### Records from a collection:
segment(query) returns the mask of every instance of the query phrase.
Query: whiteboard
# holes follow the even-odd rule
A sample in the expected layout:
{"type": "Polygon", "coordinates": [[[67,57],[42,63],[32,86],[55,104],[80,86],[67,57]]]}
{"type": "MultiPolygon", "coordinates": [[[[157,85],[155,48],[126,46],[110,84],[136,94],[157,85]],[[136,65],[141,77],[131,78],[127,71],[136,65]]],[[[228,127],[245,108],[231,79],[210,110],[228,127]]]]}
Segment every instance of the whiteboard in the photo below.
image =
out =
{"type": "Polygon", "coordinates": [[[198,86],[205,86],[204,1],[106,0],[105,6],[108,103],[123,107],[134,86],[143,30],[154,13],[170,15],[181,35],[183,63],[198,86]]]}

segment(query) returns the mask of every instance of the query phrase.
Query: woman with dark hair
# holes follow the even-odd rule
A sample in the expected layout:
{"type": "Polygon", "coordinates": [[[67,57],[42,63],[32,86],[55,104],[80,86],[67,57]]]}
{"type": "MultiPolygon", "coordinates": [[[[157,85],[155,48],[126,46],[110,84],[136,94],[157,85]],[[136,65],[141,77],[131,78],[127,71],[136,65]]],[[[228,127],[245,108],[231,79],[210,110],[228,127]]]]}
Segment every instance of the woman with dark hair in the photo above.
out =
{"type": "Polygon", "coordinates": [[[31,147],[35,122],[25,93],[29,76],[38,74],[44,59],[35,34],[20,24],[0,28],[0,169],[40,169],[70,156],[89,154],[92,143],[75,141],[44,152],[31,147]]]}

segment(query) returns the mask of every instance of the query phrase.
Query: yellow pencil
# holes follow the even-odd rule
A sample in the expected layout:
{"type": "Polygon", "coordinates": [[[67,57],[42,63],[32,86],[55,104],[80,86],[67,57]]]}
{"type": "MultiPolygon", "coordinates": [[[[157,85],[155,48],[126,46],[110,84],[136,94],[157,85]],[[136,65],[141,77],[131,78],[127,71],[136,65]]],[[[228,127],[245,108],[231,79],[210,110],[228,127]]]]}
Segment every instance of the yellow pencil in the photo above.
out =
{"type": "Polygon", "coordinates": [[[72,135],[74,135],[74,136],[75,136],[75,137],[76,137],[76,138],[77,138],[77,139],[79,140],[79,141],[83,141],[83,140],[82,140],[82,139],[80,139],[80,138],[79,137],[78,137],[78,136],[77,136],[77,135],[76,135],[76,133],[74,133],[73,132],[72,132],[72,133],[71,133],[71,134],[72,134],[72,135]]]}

### EXERCISE PROMPT:
State how many lines of the records contain the string "above", treating uppercase and lowercase as distinct. Give only the number.

### RESULT BELOW:
2